→ COMO FAZER: Transcreva sem nenhuma alteração o trecho do texto sobre a palavra queer que começa nas palavras "O que quer queer" e termina em "aparecer, mas apareceu.".

→ TEXTO EM ESTUDO:
====

O que quer queer dizer? 26/09/2017

Por César Nogueira

Queer, palavra que deu nome à exibição Queermuseu, encerrada antes do tempo pelo Santander Cultural em Porto Alegre (RS), era gíria inglesa para estranho, extravagante. Tem origem no alemão “quer” – oblíquo, perverso, fora de centro. Usada com intenção pejorativa para estigmatizar gays, lésbicas, transexuais, travestis etc., foi apropriada por aqueles que pretendia agredir. Uma ala do movimento LGTB que passou a autodenominar-se queer, afrontando os padrões heternormativos e também os homonormativos (que vêm com reserva as formas mais espetaculosas de manifestação de gênero). A palavra queer está aí então para nos dizer que é normal ser estranho e vice-versa. Salve, Freud, que nos mostrou o estranho como algo que se oculta no familiar, que não deveria aparecer, mas apareceu.

====

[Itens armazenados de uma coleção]
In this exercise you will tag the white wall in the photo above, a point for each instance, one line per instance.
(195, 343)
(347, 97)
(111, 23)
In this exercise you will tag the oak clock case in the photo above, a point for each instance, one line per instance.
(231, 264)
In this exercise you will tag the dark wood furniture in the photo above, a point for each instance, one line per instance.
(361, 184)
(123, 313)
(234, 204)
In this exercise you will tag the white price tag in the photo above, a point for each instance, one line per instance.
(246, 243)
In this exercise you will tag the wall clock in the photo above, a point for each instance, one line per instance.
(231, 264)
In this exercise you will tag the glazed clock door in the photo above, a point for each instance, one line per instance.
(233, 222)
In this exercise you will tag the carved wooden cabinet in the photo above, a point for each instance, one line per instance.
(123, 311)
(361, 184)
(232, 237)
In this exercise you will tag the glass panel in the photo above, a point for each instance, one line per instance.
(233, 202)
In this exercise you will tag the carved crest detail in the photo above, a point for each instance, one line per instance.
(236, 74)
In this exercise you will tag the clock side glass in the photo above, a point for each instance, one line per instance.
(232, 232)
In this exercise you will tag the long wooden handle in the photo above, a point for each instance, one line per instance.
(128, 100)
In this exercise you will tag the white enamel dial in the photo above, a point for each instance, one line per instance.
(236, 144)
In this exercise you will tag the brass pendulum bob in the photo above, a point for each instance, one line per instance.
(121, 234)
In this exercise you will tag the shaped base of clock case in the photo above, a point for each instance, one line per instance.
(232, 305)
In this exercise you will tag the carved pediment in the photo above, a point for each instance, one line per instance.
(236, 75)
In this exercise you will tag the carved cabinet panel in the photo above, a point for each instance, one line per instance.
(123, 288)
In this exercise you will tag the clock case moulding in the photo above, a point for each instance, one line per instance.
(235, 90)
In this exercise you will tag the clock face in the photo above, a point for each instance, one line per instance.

====

→ RESPOSTA AO EXERCÍCIO:
O que quer queer dizer? 26/09/2017

Por César Nogueira

Queer, palavra que deu nome à exibição Queermuseu, encerrada antes do tempo pelo Santander Cultural em Porto Alegre (RS), era gíria inglesa para estranho, extravagante. Tem origem no alemão “quer” – oblíquo, perverso, fora de centro. Usada com intenção pejorativa para estigmatizar gays, lésbicas, transexuais, travestis etc., foi apropriada por aqueles que pretendia agredir. Uma ala do movimento LGTB que passou a autodenominar-se queer, afrontando os padrões heternormativos e também os homonormativos (que vêm com reserva as formas mais espetaculosas de manifestação de gênero). A palavra queer está aí então para nos dizer que é normal ser estranho e vice-versa. Salve, Freud, que nos mostrou o estranho como algo que se oculta no familiar, que não deveria aparecer, mas apareceu.